» **Exercise objective**:
Restate the entries below word for word, omitting nothing.
——
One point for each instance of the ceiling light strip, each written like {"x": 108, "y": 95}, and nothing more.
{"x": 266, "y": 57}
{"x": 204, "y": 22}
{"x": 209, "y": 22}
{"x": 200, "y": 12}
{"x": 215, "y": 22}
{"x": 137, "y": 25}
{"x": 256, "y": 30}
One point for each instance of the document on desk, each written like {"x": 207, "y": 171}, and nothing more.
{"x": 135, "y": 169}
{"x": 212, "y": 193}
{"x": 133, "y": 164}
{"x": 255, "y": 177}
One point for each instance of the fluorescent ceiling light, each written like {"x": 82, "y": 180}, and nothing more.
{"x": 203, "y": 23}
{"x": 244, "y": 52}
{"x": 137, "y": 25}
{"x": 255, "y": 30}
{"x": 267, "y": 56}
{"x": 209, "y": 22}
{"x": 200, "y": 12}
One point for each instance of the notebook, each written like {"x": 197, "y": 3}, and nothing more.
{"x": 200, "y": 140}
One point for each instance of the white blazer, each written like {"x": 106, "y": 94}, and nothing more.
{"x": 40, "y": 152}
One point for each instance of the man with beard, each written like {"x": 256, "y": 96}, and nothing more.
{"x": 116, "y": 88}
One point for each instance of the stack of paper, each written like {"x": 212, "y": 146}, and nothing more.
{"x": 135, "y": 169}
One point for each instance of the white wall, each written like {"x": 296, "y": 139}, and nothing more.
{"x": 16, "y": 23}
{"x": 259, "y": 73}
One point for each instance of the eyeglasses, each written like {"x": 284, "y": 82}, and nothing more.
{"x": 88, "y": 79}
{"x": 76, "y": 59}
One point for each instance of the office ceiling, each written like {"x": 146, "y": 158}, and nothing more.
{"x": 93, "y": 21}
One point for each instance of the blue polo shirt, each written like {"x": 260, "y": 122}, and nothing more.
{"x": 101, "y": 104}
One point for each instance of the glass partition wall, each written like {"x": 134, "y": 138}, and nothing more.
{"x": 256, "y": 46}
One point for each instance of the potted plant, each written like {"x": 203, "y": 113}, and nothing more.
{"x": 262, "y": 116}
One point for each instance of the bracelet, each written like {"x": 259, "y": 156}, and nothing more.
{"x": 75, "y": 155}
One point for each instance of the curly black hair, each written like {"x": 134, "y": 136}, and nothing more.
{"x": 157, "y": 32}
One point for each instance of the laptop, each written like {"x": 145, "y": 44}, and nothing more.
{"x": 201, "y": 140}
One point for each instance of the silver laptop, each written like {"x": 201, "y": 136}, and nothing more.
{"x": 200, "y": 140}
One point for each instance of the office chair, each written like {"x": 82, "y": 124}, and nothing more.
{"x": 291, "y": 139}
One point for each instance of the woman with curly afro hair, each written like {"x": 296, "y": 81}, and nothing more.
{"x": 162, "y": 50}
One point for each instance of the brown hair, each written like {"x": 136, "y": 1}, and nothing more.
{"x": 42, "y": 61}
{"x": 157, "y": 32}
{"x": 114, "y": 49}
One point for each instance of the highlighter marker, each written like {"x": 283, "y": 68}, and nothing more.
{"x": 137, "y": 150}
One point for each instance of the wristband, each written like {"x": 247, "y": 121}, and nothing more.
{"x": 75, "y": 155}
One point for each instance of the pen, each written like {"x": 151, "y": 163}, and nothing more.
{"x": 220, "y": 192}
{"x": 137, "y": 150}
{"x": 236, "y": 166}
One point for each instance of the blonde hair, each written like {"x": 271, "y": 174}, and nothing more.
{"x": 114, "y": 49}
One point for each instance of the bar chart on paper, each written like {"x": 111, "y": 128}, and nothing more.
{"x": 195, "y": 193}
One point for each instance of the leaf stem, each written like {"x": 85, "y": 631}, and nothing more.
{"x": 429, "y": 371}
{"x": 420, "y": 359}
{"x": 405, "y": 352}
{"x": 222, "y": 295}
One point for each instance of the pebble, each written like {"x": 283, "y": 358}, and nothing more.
——
» **Solution for this problem**:
One point for each instance of the ceiling light strip, each written like {"x": 108, "y": 95}, and nothing more.
{"x": 266, "y": 57}
{"x": 204, "y": 22}
{"x": 209, "y": 22}
{"x": 200, "y": 12}
{"x": 215, "y": 22}
{"x": 137, "y": 25}
{"x": 256, "y": 30}
One point for each instance of the document on desk, each written like {"x": 207, "y": 171}, and nothing more.
{"x": 135, "y": 169}
{"x": 212, "y": 193}
{"x": 133, "y": 164}
{"x": 255, "y": 177}
One point for each instance of the fluorescent ceiling light, each written like {"x": 82, "y": 180}, and nothing more.
{"x": 203, "y": 23}
{"x": 244, "y": 52}
{"x": 137, "y": 25}
{"x": 255, "y": 30}
{"x": 267, "y": 56}
{"x": 209, "y": 22}
{"x": 200, "y": 12}
One point for each instance of the notebook, each written like {"x": 197, "y": 3}, and nothing more.
{"x": 200, "y": 140}
One point for each instance of the white blazer, each written like {"x": 106, "y": 94}, and nothing more.
{"x": 40, "y": 152}
One point for each instance of the man with beard, each written like {"x": 256, "y": 96}, and nothing more.
{"x": 116, "y": 88}
One point for each instance of the stack of paper, each written like {"x": 212, "y": 146}, and nothing more.
{"x": 135, "y": 169}
One point for each instance of the white wall, each written like {"x": 296, "y": 139}, and nothing more.
{"x": 16, "y": 23}
{"x": 259, "y": 73}
One point for each instance of the eyeglasses, each written like {"x": 284, "y": 82}, and nothing more.
{"x": 88, "y": 79}
{"x": 76, "y": 59}
One point for each instance of the office ceiling, each written like {"x": 146, "y": 158}, and nothing more.
{"x": 93, "y": 21}
One point for each instance of the blue polo shirt, each written like {"x": 260, "y": 122}, and nothing more.
{"x": 101, "y": 104}
One point for each instance of the glass partition wall, each written like {"x": 134, "y": 138}, and nothing more.
{"x": 256, "y": 46}
One point for each instance of the potted plant, each written like {"x": 203, "y": 113}, and nothing more.
{"x": 262, "y": 116}
One point for each instance of the bracelet, each written like {"x": 259, "y": 156}, and nothing more.
{"x": 75, "y": 155}
One point for each instance of the curly black hair, each written like {"x": 134, "y": 136}, and nothing more.
{"x": 157, "y": 32}
One point for each instance of the laptop, each written like {"x": 145, "y": 44}, and nothing more.
{"x": 201, "y": 140}
One point for each instance of the silver laptop, each written like {"x": 201, "y": 136}, and nothing more.
{"x": 200, "y": 140}
One point for each instance of the office chair, each written like {"x": 82, "y": 124}, and nothing more.
{"x": 291, "y": 139}
One point for each instance of the woman with curly afro hair, each written like {"x": 296, "y": 81}, and nothing more.
{"x": 162, "y": 50}
One point for each instance of the brown hair, each written like {"x": 136, "y": 1}, and nothing more.
{"x": 42, "y": 61}
{"x": 157, "y": 32}
{"x": 114, "y": 49}
One point for each instance of the highlighter marker, each written like {"x": 283, "y": 68}, and nothing more.
{"x": 137, "y": 150}
One point for each instance of the wristband, each written like {"x": 247, "y": 121}, and nothing more.
{"x": 75, "y": 155}
One point for each instance of the pen, each written like {"x": 151, "y": 163}, and nothing more.
{"x": 220, "y": 192}
{"x": 137, "y": 150}
{"x": 236, "y": 166}
One point for each instance of the blonde hair, each written like {"x": 271, "y": 174}, and nothing more.
{"x": 114, "y": 49}
One point for each instance of the bar chart on paper, each written like {"x": 111, "y": 128}, and nothing more.
{"x": 195, "y": 193}
One point for each instance of the leaf stem, each written like {"x": 85, "y": 631}, and nothing more.
{"x": 429, "y": 371}
{"x": 420, "y": 359}
{"x": 405, "y": 352}
{"x": 222, "y": 295}
One point for each instance of the pebble, each written like {"x": 283, "y": 358}, and nothing more.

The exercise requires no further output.